■ **Saved entries**:
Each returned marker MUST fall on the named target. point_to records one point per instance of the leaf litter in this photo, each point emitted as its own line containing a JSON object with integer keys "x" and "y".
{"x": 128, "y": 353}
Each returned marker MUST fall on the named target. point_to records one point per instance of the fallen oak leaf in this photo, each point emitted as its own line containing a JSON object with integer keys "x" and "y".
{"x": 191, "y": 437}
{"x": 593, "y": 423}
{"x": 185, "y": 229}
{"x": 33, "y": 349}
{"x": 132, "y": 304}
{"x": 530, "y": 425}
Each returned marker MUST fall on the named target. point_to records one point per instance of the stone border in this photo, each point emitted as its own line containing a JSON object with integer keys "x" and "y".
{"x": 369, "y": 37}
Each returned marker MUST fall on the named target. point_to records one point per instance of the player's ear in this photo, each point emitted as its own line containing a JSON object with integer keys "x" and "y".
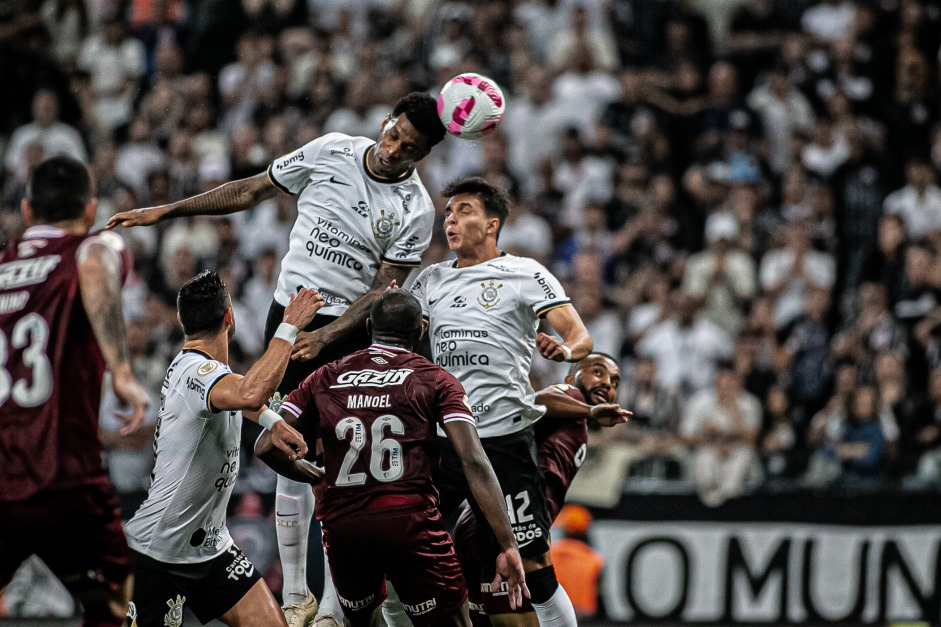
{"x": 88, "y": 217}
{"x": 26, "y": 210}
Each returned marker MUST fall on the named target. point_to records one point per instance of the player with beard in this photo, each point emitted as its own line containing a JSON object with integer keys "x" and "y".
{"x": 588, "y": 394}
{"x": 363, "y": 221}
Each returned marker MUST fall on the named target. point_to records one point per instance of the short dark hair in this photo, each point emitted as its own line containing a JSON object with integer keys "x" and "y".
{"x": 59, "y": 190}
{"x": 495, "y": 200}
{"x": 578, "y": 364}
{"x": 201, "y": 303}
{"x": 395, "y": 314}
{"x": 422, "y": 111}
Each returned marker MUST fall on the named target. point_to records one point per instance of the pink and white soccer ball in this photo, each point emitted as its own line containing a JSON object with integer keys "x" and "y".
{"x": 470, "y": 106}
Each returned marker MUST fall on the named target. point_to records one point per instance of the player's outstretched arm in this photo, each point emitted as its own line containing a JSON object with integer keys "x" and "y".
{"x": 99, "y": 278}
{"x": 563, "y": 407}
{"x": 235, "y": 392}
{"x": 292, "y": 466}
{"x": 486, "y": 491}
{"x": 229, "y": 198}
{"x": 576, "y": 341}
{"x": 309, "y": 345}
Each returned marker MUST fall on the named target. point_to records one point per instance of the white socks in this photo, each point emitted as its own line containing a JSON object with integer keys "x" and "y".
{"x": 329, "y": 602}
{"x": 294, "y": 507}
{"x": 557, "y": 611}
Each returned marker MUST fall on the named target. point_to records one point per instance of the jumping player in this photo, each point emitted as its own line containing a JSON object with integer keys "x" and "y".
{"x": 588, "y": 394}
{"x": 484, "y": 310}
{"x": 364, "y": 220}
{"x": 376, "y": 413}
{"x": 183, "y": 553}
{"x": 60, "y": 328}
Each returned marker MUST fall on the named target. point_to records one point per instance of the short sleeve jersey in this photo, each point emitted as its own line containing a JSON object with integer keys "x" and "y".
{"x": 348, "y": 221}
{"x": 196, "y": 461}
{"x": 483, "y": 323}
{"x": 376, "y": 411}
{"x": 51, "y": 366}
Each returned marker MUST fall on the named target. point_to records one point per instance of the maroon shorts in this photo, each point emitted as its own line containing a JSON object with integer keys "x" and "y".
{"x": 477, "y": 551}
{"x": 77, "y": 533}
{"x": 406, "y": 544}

■ **What you should do**:
Return all records above verbatim without their pictures.

■ **Task output**:
Each returned marker MUST fall on the named target. point_to records one point per instance of the leaf litter in this photo, each point emitted as its own line containing a JSON object with integer keys "x" and "y".
{"x": 128, "y": 353}
Each returned marker MUST fall on the named target. point_to records one point per instance of the fallen oak leaf in this photo, each point emitted as its own line containing a JSON object with integer keys "x" and "y".
{"x": 191, "y": 437}
{"x": 593, "y": 423}
{"x": 185, "y": 229}
{"x": 33, "y": 349}
{"x": 132, "y": 304}
{"x": 530, "y": 425}
Each returned marker MUST fall on the named target. point_to records one point per instance of the stone border in this photo, each point emitted as its own line containing a JSON object with integer keys "x" and "y".
{"x": 369, "y": 37}
Each returned marker MUST fall on the named target. point_to records one point per instance of the player's ear in this photo, each point emitted as its own line containing a JSON object with integer keys "x" and "y".
{"x": 88, "y": 217}
{"x": 26, "y": 210}
Each returned marker MUST fall on the named target. point_to records one point per instance of the player with beard in this photo, each point emitted as its own line containing a JSON object with integer keys "x" and "y".
{"x": 588, "y": 394}
{"x": 363, "y": 221}
Each returned marker MUST fall on the named target. point_to records one point per instance of the short dark hair in this photo, each point emitted as its own line containing a JSON object with integer keys "x" and "y".
{"x": 59, "y": 190}
{"x": 495, "y": 200}
{"x": 578, "y": 364}
{"x": 201, "y": 303}
{"x": 395, "y": 314}
{"x": 422, "y": 111}
Each returned marker MUST fall on the named target. point_to records one point per instance of the pink and white soccer ball in this photo, each point emitted as its own line containing a JSON object with integer keys "x" and "y".
{"x": 470, "y": 106}
Each returned marker MUST fall on the named target. point_to records one point per instance of the player's outstretched arm in this photo, each point emitted as its own line containing a JSON object with integer keys "x" and "y".
{"x": 99, "y": 278}
{"x": 563, "y": 407}
{"x": 235, "y": 392}
{"x": 292, "y": 466}
{"x": 486, "y": 491}
{"x": 229, "y": 198}
{"x": 576, "y": 341}
{"x": 309, "y": 345}
Each returned marker MUST fall on the named target. point_to records one point per instance of the white socks in this photo, each point emitted as its own line containing a JSON object with integer keys "x" and "y".
{"x": 329, "y": 602}
{"x": 294, "y": 507}
{"x": 557, "y": 611}
Each returned marker MUST fall on the named target. point_to records one point per instance of the jumping player in this photo, each point emitted as its own line containing a JSON object with integer keys "x" and "y".
{"x": 588, "y": 394}
{"x": 484, "y": 310}
{"x": 364, "y": 220}
{"x": 376, "y": 413}
{"x": 183, "y": 553}
{"x": 60, "y": 328}
Each returned marker MUST fall on the named target. point_to records one point per instance of the short sleeve jersey in this photo, each point emitted as its own line containing a JSON object with integer keys "x" and "y".
{"x": 348, "y": 221}
{"x": 196, "y": 461}
{"x": 483, "y": 323}
{"x": 376, "y": 411}
{"x": 51, "y": 366}
Each returned marker MUST fall on the named target. point_to records one point per instance of the maroon shorts in this photo, each point emitted as its own line containing a JSON object with integer keys "x" and "y".
{"x": 477, "y": 551}
{"x": 77, "y": 533}
{"x": 406, "y": 544}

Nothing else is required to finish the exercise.